━━━ Entries shown
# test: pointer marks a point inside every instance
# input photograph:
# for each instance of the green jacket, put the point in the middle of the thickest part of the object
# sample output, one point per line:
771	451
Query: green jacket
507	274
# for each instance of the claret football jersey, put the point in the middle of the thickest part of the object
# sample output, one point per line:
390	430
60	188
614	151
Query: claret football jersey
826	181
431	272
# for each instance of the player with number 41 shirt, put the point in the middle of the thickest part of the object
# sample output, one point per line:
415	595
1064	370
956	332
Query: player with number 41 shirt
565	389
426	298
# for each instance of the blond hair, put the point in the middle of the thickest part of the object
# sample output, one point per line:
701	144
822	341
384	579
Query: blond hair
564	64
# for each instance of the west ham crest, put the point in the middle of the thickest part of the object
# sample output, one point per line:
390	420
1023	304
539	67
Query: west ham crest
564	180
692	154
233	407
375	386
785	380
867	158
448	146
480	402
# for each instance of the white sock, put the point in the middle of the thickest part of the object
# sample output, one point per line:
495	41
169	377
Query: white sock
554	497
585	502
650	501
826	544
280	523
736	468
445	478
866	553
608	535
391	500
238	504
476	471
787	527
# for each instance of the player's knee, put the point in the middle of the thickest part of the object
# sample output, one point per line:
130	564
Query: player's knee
━━━━━━
━━━ Entries shown
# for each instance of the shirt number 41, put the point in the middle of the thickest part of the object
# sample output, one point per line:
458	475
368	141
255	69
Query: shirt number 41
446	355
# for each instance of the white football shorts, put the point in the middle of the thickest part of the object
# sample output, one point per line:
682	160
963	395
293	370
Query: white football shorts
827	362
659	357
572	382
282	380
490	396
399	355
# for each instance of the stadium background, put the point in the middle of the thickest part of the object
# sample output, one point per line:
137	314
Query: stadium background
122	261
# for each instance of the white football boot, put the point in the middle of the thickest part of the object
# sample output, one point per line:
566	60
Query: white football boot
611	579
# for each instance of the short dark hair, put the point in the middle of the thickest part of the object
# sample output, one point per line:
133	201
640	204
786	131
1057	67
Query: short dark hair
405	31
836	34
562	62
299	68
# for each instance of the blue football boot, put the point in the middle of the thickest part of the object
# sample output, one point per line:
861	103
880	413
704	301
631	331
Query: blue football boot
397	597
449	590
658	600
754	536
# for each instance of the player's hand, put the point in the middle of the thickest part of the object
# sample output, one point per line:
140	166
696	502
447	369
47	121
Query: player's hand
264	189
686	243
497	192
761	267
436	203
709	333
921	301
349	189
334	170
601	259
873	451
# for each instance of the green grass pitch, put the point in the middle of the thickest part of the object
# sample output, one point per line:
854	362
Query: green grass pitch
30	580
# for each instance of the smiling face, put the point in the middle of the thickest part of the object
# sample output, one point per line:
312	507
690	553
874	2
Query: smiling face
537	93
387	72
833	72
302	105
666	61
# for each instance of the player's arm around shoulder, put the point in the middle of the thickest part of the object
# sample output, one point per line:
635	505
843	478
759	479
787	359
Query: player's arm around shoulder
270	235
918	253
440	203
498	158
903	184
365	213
━━━━━━
Every line in the entries above that mentions the word "knee" must be shown.

> Result
# for each instance of the player's knee, put the point in the middle of the thickest part of the object
Query: player's knee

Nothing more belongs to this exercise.